### Task instructions
Pick out and copy every line of the listing below that contains the string "fence", matching case exactly.

[Stored rows start]

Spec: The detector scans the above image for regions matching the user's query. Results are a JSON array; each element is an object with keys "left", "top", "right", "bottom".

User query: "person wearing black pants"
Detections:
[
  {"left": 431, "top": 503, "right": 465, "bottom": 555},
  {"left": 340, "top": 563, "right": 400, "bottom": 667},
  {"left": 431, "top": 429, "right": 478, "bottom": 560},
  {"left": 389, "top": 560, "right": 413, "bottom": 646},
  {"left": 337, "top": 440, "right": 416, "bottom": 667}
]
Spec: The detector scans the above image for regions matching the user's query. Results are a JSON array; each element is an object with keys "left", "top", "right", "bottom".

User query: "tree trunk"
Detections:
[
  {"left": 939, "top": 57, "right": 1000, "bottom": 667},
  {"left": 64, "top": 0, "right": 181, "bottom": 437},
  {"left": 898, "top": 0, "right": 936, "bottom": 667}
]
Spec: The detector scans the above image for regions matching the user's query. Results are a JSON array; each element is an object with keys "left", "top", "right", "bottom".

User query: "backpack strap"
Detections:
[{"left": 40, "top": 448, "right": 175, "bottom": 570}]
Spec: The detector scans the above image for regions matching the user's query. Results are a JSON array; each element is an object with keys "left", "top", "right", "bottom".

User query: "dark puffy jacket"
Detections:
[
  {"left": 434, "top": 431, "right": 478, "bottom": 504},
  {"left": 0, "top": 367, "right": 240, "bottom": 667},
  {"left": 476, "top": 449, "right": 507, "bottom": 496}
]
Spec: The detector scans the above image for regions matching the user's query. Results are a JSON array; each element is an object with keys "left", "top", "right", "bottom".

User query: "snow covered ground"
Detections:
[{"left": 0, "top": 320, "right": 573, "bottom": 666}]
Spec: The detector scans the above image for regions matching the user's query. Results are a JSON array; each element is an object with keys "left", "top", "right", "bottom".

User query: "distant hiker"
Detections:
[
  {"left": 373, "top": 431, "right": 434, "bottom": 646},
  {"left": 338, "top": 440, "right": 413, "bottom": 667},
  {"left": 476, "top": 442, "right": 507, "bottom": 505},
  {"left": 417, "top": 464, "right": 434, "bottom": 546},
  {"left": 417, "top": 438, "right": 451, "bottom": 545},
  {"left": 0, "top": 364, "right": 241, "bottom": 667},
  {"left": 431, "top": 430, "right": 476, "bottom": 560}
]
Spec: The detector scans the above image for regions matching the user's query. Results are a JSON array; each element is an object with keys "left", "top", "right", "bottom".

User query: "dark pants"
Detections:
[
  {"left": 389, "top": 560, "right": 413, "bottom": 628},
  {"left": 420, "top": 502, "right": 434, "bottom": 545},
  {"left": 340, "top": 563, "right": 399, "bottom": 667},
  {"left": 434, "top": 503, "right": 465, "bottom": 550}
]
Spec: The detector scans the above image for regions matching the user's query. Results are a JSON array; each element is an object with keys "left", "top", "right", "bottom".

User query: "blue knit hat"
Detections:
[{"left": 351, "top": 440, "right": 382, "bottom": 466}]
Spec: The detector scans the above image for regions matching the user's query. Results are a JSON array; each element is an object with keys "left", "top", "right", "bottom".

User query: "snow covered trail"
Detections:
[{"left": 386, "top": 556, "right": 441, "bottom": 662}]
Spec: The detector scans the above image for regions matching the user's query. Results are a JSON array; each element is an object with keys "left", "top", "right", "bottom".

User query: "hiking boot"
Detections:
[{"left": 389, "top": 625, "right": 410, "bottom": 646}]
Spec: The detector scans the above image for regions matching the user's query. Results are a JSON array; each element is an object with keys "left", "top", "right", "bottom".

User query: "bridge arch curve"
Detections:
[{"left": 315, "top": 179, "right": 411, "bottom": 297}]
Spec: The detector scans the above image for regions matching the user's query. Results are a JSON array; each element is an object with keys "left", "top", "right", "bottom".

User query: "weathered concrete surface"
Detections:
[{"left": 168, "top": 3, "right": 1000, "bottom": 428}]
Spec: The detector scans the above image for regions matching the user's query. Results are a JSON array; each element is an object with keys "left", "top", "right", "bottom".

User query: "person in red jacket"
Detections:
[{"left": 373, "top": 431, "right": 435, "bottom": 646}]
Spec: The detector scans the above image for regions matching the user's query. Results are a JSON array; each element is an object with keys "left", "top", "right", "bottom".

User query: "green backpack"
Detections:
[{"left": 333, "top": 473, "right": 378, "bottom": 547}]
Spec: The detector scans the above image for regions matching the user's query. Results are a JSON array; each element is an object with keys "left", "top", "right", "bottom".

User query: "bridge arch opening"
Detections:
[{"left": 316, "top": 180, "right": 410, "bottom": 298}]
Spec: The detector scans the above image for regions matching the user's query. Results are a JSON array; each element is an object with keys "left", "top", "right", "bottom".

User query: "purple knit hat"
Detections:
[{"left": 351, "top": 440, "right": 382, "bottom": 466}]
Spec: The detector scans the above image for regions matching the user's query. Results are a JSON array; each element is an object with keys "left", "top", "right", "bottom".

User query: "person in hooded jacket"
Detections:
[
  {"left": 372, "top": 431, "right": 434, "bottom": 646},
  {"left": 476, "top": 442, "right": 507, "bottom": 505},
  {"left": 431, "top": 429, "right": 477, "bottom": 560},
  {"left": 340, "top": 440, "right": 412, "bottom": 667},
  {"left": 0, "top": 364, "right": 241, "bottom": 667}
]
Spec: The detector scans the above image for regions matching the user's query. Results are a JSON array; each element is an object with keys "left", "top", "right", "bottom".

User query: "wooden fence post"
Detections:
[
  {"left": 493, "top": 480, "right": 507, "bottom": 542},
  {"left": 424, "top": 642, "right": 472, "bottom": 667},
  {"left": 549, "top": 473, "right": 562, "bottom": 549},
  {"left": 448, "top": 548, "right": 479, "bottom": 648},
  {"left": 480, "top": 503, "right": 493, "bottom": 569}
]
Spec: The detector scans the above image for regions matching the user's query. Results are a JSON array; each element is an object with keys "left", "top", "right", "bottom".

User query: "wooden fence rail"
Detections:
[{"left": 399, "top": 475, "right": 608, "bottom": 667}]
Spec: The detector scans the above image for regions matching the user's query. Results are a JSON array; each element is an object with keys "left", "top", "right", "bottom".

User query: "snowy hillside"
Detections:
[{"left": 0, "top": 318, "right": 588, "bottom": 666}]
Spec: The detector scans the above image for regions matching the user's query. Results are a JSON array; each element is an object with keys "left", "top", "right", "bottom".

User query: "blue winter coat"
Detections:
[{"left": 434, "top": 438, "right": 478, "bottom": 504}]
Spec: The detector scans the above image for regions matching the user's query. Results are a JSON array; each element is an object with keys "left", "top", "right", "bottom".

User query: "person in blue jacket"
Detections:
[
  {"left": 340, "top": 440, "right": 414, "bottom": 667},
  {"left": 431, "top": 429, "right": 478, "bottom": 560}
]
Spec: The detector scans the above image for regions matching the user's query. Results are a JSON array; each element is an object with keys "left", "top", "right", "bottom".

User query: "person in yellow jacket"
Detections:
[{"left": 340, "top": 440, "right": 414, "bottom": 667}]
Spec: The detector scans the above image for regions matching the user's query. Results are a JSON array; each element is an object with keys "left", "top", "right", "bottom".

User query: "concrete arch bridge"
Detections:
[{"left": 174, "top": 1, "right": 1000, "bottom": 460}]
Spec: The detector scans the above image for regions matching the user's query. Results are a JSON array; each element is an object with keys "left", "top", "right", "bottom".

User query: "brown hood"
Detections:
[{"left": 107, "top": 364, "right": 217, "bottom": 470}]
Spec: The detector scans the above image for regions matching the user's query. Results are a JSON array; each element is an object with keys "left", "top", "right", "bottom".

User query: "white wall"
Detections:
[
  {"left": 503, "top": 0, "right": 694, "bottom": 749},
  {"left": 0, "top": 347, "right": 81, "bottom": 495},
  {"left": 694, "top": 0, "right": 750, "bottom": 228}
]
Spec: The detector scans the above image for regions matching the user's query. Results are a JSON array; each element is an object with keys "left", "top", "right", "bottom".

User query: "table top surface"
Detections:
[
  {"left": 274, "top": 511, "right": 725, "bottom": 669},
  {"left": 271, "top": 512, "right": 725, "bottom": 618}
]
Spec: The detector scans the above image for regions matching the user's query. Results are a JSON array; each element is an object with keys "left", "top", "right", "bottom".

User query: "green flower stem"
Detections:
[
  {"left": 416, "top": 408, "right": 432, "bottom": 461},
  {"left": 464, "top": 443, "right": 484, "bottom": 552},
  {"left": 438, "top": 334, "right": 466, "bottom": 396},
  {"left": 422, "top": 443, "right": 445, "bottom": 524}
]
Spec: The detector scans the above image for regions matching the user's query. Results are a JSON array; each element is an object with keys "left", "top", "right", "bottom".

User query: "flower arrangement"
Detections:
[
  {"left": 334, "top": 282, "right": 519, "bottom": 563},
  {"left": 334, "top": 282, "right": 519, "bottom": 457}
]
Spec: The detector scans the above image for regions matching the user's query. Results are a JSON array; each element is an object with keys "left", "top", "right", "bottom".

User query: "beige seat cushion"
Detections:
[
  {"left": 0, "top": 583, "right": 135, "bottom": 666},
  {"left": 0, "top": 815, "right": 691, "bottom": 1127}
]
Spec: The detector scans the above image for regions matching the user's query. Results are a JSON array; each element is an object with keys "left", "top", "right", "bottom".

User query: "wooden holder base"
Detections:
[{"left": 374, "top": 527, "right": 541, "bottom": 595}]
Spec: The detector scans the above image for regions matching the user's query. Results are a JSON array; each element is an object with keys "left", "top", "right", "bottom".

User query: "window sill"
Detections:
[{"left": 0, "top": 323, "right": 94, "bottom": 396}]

[Stored rows end]

### Final result
User query: "wooden fence post"
User query: "wooden fence rail"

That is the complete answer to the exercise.